_Exercise requirements:_ Report every line of the items that contains the word "green", copying each line in full.

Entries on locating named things
Start

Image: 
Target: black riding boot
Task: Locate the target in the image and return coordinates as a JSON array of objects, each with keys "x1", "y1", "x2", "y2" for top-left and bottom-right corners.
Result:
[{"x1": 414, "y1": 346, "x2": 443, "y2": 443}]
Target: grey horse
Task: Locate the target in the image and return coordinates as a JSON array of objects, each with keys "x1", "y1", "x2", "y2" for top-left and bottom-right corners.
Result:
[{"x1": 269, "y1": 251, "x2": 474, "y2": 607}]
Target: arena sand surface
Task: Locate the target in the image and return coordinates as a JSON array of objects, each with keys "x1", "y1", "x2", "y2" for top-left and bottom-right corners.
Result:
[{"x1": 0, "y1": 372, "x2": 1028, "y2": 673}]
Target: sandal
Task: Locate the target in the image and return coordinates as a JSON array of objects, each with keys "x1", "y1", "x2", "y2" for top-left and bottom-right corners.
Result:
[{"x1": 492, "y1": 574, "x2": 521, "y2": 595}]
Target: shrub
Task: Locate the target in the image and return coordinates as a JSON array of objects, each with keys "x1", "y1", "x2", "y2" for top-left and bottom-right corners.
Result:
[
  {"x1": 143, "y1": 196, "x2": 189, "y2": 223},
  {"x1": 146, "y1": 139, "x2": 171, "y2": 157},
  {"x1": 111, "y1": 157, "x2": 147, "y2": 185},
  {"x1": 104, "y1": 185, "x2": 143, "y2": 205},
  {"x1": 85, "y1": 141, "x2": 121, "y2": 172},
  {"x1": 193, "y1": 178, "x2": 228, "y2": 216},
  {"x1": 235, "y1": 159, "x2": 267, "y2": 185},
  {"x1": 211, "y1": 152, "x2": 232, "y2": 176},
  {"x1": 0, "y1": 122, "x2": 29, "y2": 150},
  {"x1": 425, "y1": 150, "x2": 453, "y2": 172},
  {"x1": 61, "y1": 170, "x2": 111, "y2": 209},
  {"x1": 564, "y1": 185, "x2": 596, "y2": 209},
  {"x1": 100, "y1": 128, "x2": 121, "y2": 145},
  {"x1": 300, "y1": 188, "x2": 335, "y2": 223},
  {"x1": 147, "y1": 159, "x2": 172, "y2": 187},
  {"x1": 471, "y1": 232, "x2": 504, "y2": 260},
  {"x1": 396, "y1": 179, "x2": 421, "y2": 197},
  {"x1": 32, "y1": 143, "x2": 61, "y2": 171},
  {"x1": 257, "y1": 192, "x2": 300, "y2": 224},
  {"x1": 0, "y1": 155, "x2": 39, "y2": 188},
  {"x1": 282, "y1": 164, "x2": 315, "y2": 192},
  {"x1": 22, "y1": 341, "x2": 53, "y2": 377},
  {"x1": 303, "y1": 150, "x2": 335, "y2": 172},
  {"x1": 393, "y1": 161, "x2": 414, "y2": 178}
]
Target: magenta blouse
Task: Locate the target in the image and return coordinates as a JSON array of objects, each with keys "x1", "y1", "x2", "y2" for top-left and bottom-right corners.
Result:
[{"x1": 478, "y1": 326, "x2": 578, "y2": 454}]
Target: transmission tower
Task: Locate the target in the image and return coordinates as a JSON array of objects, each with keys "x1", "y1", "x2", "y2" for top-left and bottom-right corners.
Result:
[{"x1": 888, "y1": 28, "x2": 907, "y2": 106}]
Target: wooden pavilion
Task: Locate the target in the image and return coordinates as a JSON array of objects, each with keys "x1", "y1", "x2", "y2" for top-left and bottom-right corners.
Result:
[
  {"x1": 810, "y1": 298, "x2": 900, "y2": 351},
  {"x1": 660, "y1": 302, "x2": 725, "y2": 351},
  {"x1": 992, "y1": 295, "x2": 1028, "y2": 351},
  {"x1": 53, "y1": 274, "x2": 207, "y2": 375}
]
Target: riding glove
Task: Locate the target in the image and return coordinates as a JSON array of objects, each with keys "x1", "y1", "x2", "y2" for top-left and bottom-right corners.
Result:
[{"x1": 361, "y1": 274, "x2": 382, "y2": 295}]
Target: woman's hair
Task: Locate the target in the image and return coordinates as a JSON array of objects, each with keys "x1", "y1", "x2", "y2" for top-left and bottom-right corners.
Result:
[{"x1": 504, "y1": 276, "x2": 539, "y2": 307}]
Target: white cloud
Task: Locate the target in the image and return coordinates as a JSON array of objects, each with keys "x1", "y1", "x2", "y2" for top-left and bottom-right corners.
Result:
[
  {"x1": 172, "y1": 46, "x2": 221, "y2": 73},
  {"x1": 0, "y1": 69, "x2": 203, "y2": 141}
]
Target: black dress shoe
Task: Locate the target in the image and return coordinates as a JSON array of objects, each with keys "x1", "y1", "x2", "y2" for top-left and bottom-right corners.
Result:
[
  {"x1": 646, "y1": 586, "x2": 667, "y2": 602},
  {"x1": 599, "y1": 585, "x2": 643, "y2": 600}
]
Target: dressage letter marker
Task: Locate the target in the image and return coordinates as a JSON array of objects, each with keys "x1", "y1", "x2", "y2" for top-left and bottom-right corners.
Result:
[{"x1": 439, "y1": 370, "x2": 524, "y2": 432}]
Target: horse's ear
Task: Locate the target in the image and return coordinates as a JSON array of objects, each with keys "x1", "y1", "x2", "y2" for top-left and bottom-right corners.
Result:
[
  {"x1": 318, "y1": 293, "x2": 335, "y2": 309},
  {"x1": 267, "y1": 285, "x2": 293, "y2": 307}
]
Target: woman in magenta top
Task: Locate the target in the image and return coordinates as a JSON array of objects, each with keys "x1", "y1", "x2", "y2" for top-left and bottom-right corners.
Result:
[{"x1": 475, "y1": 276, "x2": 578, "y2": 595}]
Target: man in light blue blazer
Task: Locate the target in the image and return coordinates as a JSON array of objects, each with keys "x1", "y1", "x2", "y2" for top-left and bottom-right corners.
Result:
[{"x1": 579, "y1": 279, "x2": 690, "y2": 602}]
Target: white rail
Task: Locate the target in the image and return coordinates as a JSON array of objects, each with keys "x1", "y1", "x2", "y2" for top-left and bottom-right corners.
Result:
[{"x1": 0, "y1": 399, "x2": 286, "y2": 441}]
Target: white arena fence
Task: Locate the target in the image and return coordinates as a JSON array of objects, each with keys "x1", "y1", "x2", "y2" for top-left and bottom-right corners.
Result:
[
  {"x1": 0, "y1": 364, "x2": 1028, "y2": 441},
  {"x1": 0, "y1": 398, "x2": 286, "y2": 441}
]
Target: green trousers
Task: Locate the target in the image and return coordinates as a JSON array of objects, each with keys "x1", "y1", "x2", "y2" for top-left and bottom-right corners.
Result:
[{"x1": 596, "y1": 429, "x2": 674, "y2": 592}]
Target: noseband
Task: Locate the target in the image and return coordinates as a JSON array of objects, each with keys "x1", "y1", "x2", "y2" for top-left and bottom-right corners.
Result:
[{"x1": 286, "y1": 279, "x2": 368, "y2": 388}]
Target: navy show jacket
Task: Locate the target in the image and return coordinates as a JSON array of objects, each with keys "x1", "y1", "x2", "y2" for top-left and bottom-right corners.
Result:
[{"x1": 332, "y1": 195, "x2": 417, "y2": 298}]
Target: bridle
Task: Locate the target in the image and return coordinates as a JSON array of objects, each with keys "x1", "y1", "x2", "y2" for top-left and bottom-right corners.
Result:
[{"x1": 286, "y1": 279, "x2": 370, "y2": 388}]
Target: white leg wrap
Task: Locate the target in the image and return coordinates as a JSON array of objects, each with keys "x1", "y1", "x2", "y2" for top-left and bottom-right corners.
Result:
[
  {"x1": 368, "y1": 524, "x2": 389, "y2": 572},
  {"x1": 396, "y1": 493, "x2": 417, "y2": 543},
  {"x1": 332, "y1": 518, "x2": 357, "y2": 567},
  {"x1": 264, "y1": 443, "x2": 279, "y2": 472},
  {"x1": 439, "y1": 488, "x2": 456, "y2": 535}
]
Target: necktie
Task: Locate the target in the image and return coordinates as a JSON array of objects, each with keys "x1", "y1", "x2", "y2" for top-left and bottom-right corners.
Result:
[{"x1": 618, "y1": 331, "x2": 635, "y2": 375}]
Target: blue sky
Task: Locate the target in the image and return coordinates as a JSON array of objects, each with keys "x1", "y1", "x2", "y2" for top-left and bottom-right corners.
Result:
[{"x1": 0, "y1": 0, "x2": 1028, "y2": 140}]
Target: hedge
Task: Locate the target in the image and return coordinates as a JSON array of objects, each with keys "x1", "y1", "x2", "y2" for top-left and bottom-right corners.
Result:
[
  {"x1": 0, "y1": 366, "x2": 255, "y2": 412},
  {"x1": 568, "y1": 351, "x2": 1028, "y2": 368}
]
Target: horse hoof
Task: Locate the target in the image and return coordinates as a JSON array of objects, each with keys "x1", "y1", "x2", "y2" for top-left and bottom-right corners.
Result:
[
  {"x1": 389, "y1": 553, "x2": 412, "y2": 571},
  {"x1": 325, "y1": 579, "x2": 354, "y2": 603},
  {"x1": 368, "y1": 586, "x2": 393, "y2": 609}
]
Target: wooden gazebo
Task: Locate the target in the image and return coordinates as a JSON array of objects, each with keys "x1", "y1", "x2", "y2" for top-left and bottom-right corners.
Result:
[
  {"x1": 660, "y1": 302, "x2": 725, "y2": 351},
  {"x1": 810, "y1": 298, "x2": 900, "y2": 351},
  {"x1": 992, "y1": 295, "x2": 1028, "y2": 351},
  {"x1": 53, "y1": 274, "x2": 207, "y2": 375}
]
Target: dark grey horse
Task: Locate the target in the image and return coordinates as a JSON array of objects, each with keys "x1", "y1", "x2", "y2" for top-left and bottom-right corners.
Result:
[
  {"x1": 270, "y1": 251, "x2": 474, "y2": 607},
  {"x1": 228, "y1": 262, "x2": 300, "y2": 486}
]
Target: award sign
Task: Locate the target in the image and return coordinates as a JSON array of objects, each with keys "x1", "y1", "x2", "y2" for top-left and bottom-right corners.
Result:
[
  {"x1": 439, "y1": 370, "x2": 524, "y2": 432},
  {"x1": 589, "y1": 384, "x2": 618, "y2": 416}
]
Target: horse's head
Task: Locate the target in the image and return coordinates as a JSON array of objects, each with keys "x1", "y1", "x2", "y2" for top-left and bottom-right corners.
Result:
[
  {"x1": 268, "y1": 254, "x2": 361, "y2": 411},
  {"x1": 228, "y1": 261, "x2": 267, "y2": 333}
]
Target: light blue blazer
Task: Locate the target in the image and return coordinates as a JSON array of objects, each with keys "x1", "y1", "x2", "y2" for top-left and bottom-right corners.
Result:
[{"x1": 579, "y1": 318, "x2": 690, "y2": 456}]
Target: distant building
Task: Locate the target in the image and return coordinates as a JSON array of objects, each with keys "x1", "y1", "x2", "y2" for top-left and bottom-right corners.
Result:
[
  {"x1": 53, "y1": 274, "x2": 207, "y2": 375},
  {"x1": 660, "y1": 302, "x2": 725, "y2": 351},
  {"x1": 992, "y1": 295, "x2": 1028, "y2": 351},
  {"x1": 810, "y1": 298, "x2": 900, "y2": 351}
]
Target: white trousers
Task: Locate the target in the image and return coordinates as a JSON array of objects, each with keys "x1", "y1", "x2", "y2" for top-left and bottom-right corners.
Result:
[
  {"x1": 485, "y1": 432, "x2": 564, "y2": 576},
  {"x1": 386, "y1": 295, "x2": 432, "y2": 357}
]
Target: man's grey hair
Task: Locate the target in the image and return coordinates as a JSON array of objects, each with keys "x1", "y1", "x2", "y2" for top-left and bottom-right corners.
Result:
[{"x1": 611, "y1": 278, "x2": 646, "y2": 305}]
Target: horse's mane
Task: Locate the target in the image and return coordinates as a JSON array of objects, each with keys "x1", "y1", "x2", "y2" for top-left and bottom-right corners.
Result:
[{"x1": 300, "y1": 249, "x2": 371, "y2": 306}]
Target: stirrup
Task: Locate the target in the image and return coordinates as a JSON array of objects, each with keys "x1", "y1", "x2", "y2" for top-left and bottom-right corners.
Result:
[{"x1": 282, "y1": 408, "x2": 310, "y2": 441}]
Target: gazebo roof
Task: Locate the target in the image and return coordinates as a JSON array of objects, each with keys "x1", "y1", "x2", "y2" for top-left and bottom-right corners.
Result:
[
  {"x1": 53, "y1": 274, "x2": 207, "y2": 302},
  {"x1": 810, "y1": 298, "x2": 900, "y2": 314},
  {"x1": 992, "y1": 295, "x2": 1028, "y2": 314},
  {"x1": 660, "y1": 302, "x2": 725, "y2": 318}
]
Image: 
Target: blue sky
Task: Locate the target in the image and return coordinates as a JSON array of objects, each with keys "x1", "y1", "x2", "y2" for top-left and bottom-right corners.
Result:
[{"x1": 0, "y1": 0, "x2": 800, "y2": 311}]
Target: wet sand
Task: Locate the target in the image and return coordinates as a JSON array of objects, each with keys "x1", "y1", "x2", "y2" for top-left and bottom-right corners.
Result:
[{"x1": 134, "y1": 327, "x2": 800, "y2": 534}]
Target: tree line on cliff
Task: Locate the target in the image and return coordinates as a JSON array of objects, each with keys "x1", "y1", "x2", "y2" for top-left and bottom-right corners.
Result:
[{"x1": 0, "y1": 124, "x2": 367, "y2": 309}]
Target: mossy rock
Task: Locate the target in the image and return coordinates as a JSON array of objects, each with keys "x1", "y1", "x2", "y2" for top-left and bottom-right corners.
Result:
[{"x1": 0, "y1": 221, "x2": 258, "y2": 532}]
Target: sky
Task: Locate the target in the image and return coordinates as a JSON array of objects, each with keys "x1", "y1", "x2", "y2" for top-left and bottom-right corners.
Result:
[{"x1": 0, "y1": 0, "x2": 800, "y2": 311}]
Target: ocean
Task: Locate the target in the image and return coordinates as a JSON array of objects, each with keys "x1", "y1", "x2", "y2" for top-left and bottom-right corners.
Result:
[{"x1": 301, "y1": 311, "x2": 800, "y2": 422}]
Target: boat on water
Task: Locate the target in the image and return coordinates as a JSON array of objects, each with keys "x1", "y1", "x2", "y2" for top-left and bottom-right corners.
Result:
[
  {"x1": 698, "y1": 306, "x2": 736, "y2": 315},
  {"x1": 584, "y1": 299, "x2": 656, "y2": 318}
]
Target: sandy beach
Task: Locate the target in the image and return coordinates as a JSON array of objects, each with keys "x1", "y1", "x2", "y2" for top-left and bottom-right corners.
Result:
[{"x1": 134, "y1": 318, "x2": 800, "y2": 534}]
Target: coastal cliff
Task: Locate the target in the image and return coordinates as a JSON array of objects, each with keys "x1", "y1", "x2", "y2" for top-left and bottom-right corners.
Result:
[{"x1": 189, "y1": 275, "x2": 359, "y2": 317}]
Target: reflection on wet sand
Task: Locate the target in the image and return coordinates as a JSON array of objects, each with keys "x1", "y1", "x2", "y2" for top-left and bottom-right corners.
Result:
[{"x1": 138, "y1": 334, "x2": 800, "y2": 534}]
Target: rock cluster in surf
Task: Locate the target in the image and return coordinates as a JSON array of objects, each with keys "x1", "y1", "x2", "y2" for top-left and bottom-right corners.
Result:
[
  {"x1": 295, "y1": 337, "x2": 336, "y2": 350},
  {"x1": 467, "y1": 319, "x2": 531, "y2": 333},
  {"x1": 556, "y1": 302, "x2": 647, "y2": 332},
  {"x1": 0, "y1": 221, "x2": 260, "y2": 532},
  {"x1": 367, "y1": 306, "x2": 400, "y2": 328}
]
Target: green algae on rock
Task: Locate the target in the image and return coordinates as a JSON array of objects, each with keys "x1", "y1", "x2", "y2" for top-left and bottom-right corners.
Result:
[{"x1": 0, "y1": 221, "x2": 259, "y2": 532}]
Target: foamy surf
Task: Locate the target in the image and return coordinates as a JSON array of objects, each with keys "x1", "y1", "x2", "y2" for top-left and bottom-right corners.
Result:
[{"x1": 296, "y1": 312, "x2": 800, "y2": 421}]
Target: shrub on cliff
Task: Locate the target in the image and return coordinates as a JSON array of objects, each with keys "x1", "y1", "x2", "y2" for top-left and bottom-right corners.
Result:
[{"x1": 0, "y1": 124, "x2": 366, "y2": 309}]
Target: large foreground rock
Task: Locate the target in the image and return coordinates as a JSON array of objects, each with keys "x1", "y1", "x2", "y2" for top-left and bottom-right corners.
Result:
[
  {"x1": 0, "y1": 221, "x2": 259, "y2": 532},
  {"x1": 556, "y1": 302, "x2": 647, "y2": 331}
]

End

_Solution to the exercise:_
Target: green trousers
Target: green algae on rock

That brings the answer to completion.